The exercise
Write the data out again, character for character, with no images.

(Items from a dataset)
◇ ◇ ◇ ◇ ◇ ◇ ◇

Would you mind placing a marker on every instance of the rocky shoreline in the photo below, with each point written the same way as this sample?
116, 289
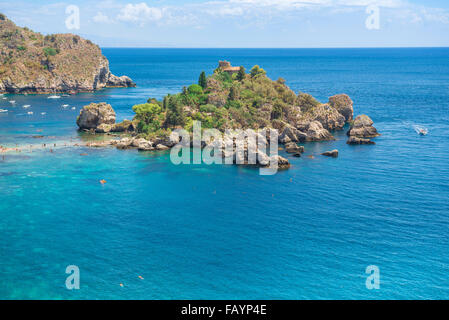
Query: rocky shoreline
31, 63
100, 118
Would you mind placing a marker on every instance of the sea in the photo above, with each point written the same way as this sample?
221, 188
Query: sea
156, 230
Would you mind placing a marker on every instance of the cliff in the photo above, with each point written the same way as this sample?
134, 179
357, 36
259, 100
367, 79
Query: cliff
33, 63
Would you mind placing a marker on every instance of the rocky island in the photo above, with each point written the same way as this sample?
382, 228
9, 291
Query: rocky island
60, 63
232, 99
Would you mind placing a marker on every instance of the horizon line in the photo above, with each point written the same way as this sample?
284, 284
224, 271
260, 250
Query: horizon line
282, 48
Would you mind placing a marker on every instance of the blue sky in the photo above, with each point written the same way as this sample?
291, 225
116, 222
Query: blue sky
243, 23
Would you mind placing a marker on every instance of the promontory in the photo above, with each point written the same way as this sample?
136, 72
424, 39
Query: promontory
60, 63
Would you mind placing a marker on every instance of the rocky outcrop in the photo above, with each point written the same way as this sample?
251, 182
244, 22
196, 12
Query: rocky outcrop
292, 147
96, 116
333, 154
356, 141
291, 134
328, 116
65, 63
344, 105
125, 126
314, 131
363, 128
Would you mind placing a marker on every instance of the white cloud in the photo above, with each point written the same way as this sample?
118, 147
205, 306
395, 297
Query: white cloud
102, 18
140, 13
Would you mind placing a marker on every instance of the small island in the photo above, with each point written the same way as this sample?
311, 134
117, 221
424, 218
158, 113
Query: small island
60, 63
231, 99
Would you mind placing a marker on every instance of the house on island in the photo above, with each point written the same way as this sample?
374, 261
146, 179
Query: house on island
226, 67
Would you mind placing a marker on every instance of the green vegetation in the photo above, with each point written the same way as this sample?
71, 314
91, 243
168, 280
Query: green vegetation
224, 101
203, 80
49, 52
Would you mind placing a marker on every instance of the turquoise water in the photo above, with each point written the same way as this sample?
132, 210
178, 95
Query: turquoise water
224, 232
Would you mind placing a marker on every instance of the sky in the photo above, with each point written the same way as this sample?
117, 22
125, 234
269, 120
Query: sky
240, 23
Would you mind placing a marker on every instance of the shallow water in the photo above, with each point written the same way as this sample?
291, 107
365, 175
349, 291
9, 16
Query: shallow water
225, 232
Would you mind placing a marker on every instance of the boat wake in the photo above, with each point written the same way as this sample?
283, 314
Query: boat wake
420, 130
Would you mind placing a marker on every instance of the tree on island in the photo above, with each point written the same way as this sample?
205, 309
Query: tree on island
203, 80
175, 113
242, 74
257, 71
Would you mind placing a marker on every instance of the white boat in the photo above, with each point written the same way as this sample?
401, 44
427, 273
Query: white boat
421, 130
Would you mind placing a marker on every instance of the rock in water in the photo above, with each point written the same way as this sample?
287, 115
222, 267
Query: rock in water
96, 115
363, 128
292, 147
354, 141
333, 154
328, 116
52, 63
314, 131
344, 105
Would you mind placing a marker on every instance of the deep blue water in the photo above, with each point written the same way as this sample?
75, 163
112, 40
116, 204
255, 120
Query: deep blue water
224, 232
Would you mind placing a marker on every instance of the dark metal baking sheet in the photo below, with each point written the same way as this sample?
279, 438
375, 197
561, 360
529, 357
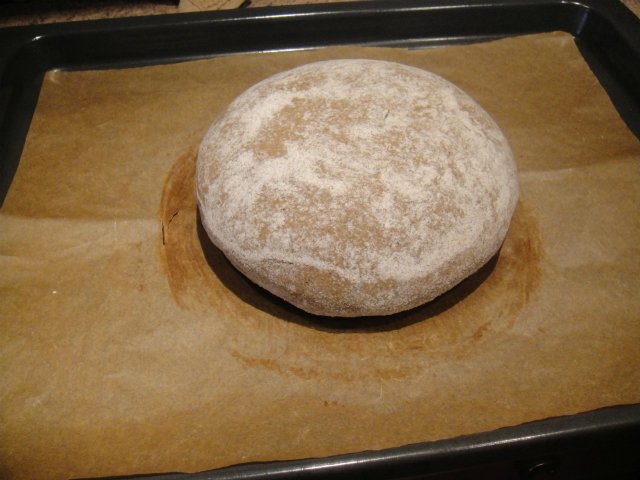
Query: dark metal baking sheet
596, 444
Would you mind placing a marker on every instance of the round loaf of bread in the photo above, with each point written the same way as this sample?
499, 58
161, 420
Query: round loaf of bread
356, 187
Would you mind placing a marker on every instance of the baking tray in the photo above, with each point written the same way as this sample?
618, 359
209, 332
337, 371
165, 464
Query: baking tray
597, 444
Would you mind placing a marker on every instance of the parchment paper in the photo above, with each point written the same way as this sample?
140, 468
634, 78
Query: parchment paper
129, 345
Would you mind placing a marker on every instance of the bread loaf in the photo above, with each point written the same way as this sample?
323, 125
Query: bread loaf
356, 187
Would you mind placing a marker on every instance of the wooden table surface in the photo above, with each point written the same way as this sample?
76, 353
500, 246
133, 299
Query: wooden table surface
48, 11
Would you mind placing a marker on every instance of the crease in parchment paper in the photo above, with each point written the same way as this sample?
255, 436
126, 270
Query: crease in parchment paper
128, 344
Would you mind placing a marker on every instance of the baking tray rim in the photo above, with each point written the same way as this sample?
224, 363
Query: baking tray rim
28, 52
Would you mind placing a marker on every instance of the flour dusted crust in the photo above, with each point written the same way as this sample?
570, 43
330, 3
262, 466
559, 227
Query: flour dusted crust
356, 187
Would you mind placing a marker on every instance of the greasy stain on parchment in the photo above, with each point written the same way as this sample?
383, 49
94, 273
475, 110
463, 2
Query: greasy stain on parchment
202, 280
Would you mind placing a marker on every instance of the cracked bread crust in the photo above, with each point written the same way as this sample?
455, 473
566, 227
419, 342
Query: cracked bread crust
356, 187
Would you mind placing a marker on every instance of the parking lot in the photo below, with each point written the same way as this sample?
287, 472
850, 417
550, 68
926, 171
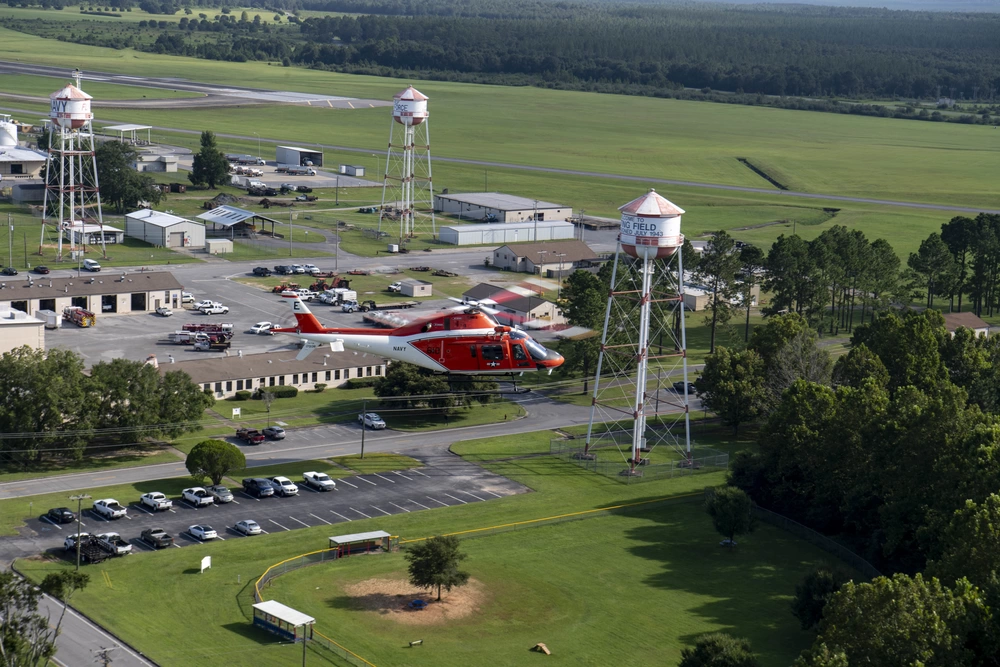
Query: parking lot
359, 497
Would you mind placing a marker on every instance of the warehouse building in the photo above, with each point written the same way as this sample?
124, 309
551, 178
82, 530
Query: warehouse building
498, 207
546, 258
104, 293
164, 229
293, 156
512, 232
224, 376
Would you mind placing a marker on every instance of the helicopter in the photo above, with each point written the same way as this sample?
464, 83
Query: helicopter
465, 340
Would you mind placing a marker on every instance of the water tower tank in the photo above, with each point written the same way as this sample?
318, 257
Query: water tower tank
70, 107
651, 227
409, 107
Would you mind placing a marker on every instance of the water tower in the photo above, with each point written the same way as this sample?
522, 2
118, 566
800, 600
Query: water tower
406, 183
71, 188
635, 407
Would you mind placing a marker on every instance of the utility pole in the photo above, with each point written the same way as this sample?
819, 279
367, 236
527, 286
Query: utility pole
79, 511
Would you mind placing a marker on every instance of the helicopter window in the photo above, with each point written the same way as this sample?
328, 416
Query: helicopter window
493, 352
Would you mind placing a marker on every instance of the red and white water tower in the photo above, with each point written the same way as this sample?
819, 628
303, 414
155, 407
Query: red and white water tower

◇ ◇ ◇ ◇ ◇ ◇ ◇

Completed task
Would you mind placing a marker on every instance of the rocky shoreline in the photo below, with each point written the same way as this sample?
116, 289
Query: rocky shoreline
31, 63
100, 118
Would you mind placing a marker on every instance of the sea in the photo above, with each point written the same way as this sample?
221, 188
Query: sea
156, 230
Would you mind placing a marker on every instance of the cliff in the photo above, with each point written the same way as this sample?
134, 179
357, 36
259, 100
367, 79
Query: cliff
33, 63
Would you mind placing a marker on every instance of the rocky island in the photo above, with each point written the same way as this sample?
382, 228
9, 291
Query: rocky island
60, 63
232, 99
Would you mind placing a marker on every instance of the horizon line in the photo above, with each point written the same way as this sample?
284, 284
224, 271
260, 250
Query: horizon line
282, 48
Would you mind placing a marker on every instance of the blue sky in the photo above, with each point written the same way as this sample?
291, 225
116, 222
Query: blue sky
243, 23
Would you mind placing a marker on every instance of the promontory in the photo above, with each point written the same way as this sample?
136, 72
424, 39
Query: promontory
60, 63
Would you mind placing a marker on every instance of the rocky outcrop in the photo above, with each point written the same way as this sample?
251, 182
244, 22
196, 12
Query: rocky outcrop
292, 147
96, 116
333, 154
356, 141
291, 134
328, 116
65, 63
344, 105
125, 126
314, 131
363, 128
Would you mind placing a marker on every instance of the white cloud in the photo above, with each point written the same way as this sample?
118, 147
205, 306
395, 297
Query: white cloud
102, 18
140, 13
Would you mind placing a marker on every instance of the small island in the photo above, with each point written the same way as this sample?
311, 134
117, 221
424, 218
158, 113
Query: small island
60, 63
231, 99
Would you mind placing a marker on every instance of the house on island in the photo above, with each point written the same way as this sample?
374, 261
146, 179
Query: house on island
226, 67
Would you mind placing a marker on every instance of the green vegetation in the photo above, with each point written the same way as this sample?
71, 314
91, 243
168, 280
Query: green vegetation
224, 101
203, 80
49, 52
Would you mind placing a marker on every instance of the turquoise water in the photo above, with each point written the same way as this sample?
132, 210
178, 95
Query: turquoise water
224, 232
Would you mind placing a marker on every instance of the sky in the photo above, with each point written the same way as this sample?
117, 22
125, 234
269, 120
Query: sky
240, 23
Would you mind placing a marker on every instance of the shallow water in the photo above, with each point written the same way as this sample?
291, 107
365, 175
349, 291
9, 16
Query: shallow water
225, 232
Would you mind placing a marker on every instance of the boat wake in the photo above, with each point written the same way as this sample?
283, 314
Query: boat wake
420, 130
Would you mind placing a marker on every instance of the tree on island in the photo above, with each point written the same way as this sample?
205, 309
Query: tree on island
203, 80
175, 113
242, 74
257, 71
Would you mind placing a marker on every instance of the white boat in the photo above, with each point written the same way as this sample?
401, 44
427, 273
Query: white boat
421, 130
Would you mind placing a marker on every instance of the rock in water in the photo above, with each point written the same way as this sample?
287, 115
222, 267
Query: rock in water
96, 115
363, 128
292, 147
354, 141
333, 154
328, 116
52, 63
314, 131
344, 105
Would you mind placing a marker on every instance of the deep blue water in the photo above, with each point written the same way as this sample?
75, 163
112, 40
116, 204
255, 120
Query: deep blue water
224, 232
Would you mind placing a marker on every instance of the dark metal baking sheet in the photo below, with each point written the same way as this sample?
279, 438
375, 197
561, 360
529, 357
Query: dark metal baking sheet
596, 444
Would you mind placing a marker on every instance of the round loaf of bread in the photo above, with each point written the same way as this sample?
499, 58
161, 420
Query: round loaf of bread
356, 187
Would you mind placing a marker on every instance of the baking tray in the photo above, with each point written the same way as this sample?
618, 359
209, 332
337, 371
165, 464
Query: baking tray
597, 444
Would you mind placing a marker on every instance of the parchment paper in the photo above, with each point written the same way as this sample?
140, 468
634, 78
Query: parchment paper
129, 345
Would you mind placing a marker on every instance of the bread loaf in the photo above, with each point written the same way as this sample?
323, 125
Query: bread loaf
356, 187
Would you mind placing a marker on every instance of the wooden table surface in the photo above, with each point written the same way as this sample?
76, 353
500, 246
133, 299
Query: wooden table surface
48, 11
Would you mind placing a marker on every instance of the crease in parchment paper in the photo above, with each point written the same way as this sample?
255, 436
126, 270
Query: crease in parchment paper
128, 344
Would you mind placing a marker on every instance of the baking tray rim in the photo above, with each point written the same way as this sample?
224, 363
Query: baking tray rim
28, 52
Would you mind placing a marker on every instance of the flour dusted crust in the photo above, with each point written the same way as this sample?
570, 43
330, 3
262, 466
559, 227
Query: flour dusted crust
356, 187
Would you mind placing a marker on every instance of the greasy stain on parchment in the photo above, with each point written the same way as this sample?
383, 49
94, 273
475, 110
463, 2
Query: greasy stain on parchment
202, 280
Would you mind placing a marker on every instance of the cracked bread crust in the photo above, with each point written the same way as this sample?
455, 473
566, 227
419, 342
Query: cracked bread crust
356, 187
Would you mind placing a marker on every instance of the parking lot in the photo below, with each point written the same way as this sample?
287, 472
850, 417
550, 68
926, 171
Query: parking lot
359, 497
Would you mind placing a marker on every instance of the warehouse building in the photo above, with each point written the same way as this sample?
124, 309
551, 178
82, 530
Query: warehouse building
498, 207
546, 258
104, 293
164, 229
293, 156
512, 232
224, 376
Would you mind placing a marker on every instance of the helicopter in the photo above, with each point written the same way as this sample?
464, 83
Query: helicopter
465, 340
Would you mind placing a marker on every instance of the water tower tank in the photo above, with each point written the same way as this sample?
318, 257
Query: water tower tank
70, 107
651, 227
409, 107
Would you mind placing a marker on every instance of the water tower in the photo above, with each point written the same way as this sample?
522, 2
118, 566
800, 600
Query: water tower
406, 183
71, 188
635, 407
Would you mind placing a marker on every instance of the utility pole in the photo above, with each point written the same way as this sample?
819, 279
367, 236
527, 286
Query: utility pole
79, 511
Would you mind placing a marker on every instance of the helicopter window in the photo above, with each point written the same way as this sample?
328, 416
Query: helicopter window
493, 352
Would you mind placing a marker on every instance of the red and white water tower in the photo above, with each point written the same way as this sample?
819, 628
303, 414
155, 407
Query: red and white water tower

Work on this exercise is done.